Exercise brief — The whole of the data is to be reproduced exactly.

--- Records for this exercise Enclosed Below ---

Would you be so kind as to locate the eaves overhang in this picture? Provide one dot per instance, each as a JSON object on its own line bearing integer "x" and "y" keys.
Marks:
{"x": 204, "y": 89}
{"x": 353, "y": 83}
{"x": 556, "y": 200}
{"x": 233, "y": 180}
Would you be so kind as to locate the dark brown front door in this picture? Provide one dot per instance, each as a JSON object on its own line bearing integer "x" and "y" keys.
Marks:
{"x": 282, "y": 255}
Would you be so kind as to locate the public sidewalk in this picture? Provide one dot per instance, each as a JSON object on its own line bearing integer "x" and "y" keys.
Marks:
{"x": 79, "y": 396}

--- End of Enclosed Records for this exercise ---

Task answer —
Would you be so kind as to locate the eaves overhang in this picture? Provide one dot per instance, each as a JSON object on its own line bearing integer "x" and "y" keys.
Marks:
{"x": 204, "y": 89}
{"x": 353, "y": 83}
{"x": 556, "y": 200}
{"x": 233, "y": 180}
Would you be so kind as to locate the dark brown front door in this picture? Provide one dot per instance, each as a JSON object on its own line bearing integer "x" and "y" keys.
Marks:
{"x": 282, "y": 255}
Would you be so kind as to locate the public sidewalk in this picture? Provide one dot per instance, each as a JSON object on its own line bearing integer "x" and "y" keys.
Marks:
{"x": 79, "y": 396}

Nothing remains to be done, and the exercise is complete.